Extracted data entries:
== Segment start ==
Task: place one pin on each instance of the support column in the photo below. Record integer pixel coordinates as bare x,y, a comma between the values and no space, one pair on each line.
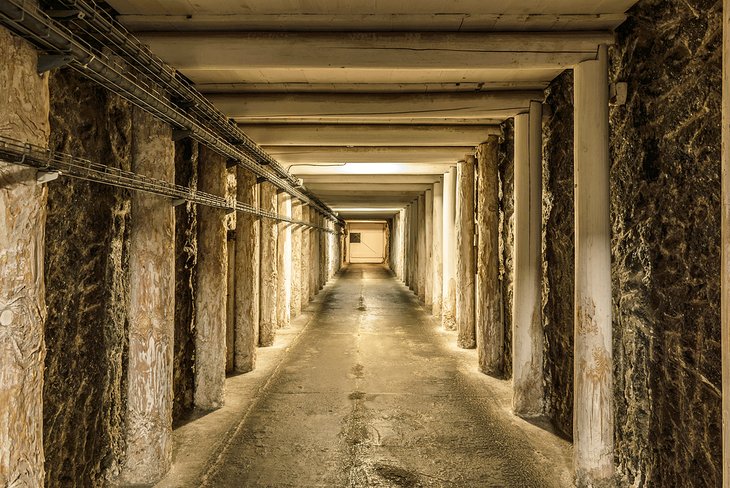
527,335
269,268
428,250
152,307
283,310
448,295
437,245
421,243
592,408
305,257
465,271
248,235
296,263
24,116
489,325
210,295
725,246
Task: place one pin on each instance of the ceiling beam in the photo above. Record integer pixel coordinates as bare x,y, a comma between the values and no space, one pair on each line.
379,108
368,134
315,155
375,50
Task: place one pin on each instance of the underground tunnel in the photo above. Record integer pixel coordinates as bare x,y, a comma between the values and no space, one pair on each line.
319,243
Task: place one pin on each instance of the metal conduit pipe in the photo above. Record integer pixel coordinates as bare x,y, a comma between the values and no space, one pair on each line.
51,37
49,162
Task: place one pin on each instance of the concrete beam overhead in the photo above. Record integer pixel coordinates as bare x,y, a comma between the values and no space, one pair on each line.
368,135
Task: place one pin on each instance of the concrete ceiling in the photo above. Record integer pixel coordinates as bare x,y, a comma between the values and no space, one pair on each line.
371,101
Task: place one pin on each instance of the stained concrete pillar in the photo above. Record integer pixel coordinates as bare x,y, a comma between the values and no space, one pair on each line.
248,235
448,294
24,115
210,295
305,257
269,267
592,408
284,258
437,265
725,247
296,260
465,270
152,307
421,243
489,325
428,250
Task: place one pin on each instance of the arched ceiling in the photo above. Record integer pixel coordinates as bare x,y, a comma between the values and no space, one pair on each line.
369,101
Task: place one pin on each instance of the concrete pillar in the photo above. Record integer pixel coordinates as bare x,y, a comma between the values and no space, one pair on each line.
527,335
248,235
428,250
725,247
151,307
592,408
421,243
24,116
313,256
465,270
448,294
489,325
305,257
437,265
269,267
210,295
296,260
283,306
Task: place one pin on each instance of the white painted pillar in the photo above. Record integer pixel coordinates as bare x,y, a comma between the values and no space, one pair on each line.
283,301
448,294
593,406
437,245
465,269
428,250
269,267
210,292
152,308
23,116
527,335
421,243
490,327
725,247
296,260
305,256
248,236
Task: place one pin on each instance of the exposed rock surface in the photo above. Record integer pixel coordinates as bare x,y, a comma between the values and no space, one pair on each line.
186,248
506,235
87,286
665,195
558,253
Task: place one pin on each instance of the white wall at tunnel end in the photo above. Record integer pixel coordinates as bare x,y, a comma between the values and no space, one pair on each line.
366,241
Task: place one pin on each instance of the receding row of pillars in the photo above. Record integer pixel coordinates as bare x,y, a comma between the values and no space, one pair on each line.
277,269
456,274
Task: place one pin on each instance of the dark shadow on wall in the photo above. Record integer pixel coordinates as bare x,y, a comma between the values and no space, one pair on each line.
86,272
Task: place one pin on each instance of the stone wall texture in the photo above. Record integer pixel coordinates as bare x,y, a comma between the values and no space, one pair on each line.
186,249
87,287
505,155
665,197
558,253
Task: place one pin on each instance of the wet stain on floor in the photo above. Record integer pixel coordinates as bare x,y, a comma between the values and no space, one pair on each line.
409,422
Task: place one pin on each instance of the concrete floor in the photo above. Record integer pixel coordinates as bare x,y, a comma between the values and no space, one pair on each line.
372,394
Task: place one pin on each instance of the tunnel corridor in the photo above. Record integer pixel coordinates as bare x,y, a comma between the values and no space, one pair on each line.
299,243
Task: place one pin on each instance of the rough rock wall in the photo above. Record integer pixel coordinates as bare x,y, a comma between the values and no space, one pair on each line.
505,157
87,290
558,253
665,197
186,248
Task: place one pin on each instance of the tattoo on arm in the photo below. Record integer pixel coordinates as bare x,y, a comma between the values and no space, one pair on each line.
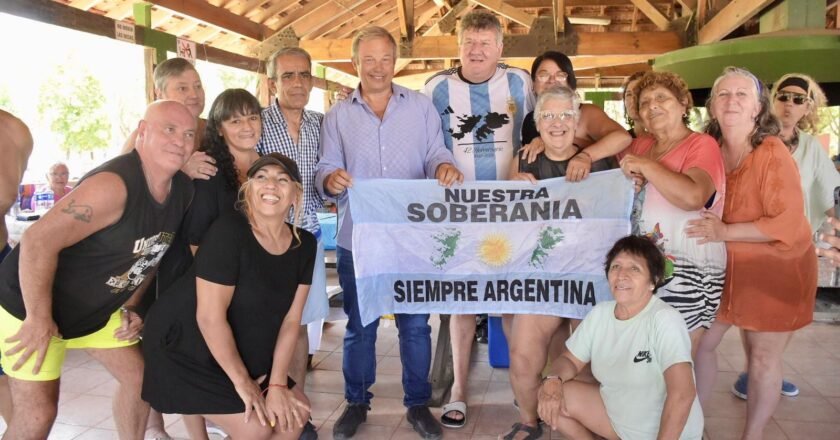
82,213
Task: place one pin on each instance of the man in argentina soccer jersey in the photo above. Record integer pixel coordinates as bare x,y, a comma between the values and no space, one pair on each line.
482,105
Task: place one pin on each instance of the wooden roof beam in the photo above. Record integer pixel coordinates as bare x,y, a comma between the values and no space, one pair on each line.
652,13
294,16
350,21
216,16
730,18
405,13
504,9
533,4
558,9
521,46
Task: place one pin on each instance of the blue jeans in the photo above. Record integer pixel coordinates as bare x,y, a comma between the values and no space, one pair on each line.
359,365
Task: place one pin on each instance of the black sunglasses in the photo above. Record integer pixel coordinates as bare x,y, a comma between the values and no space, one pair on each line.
797,98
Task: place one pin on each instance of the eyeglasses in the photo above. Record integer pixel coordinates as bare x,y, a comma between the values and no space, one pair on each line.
560,116
797,98
558,76
289,76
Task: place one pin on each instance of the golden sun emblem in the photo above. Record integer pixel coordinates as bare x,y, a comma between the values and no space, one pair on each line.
495,250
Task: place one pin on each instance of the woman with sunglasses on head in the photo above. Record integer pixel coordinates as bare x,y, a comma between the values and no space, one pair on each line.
220,341
596,135
534,339
797,99
679,176
771,267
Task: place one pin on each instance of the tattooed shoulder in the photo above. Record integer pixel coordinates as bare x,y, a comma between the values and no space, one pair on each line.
82,213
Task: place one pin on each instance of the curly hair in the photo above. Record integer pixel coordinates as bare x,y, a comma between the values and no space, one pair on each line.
243,204
816,101
766,123
562,61
671,81
624,91
230,103
643,247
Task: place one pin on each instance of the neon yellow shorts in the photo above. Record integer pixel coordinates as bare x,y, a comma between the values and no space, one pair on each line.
51,368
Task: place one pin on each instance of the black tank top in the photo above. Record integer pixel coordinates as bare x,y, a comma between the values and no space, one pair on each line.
97,275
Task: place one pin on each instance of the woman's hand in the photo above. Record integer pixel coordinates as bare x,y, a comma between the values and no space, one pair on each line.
132,325
551,404
249,392
531,151
708,229
200,166
524,176
285,410
579,166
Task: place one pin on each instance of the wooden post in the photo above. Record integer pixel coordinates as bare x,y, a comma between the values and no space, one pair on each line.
443,374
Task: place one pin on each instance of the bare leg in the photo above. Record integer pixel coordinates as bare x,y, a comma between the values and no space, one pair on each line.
705,364
35,407
587,413
530,336
300,358
235,426
5,399
130,411
765,379
461,335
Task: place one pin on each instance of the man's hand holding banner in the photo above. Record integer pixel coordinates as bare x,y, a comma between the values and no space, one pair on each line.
486,247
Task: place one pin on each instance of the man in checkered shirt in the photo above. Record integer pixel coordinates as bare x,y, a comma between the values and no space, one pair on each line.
290,129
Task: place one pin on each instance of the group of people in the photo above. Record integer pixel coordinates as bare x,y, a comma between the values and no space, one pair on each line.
234,261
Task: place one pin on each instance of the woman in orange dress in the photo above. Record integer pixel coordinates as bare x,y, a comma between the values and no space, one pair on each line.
771,267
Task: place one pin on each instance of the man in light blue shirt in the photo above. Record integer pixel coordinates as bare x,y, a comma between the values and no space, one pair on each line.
381,131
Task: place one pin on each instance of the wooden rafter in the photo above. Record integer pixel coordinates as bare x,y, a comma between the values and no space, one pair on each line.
506,10
121,11
358,18
730,18
558,8
84,4
523,46
405,13
652,13
297,14
216,16
534,4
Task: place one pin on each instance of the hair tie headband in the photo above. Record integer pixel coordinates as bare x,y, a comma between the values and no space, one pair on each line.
798,82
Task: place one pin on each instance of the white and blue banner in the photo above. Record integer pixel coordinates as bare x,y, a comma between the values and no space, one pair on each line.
487,246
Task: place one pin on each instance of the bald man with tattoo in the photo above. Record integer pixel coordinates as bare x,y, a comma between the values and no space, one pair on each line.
73,280
15,148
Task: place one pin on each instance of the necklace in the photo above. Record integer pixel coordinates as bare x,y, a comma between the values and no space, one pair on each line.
738,163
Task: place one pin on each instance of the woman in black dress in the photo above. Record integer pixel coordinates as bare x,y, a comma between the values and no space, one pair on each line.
219,343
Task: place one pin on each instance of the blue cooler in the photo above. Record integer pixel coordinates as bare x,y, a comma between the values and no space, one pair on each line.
497,350
328,221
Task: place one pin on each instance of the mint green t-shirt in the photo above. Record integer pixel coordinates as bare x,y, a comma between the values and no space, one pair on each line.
629,359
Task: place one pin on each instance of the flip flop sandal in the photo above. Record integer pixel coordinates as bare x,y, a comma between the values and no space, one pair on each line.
534,433
458,407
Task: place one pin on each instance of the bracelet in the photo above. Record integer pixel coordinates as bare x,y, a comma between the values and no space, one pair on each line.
278,385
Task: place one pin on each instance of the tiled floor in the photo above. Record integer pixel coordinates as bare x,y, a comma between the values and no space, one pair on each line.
812,361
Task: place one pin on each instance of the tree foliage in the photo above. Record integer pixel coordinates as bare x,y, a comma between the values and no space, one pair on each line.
73,104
== Segment end ==
- _WHAT THIS TASK INVOLVES_:
For this exercise, please copy exactly the lines from the one holding "Task: place one pin on each instance of the bracelet" through the end of the records, the first and last included.

- _OUTPUT FOR THIS TASK_:
Task: place one pin on each instance of the bracelet in the photo above. Record integer pixel coordinates as bare x,y, a comma between the values and no space, one pair on each line.
278,385
Task: place one pin on each instance of the tiled floor in the photo above. Record integer pixel coordinates as bare x,y, a comma between the values and no space, one pair on each line.
812,361
Task: place one pin on each instance of the tree foliage in the photo above. Record integer pixel coordinates as bare x,y, a comma between the values and no space, one pair on each line.
73,104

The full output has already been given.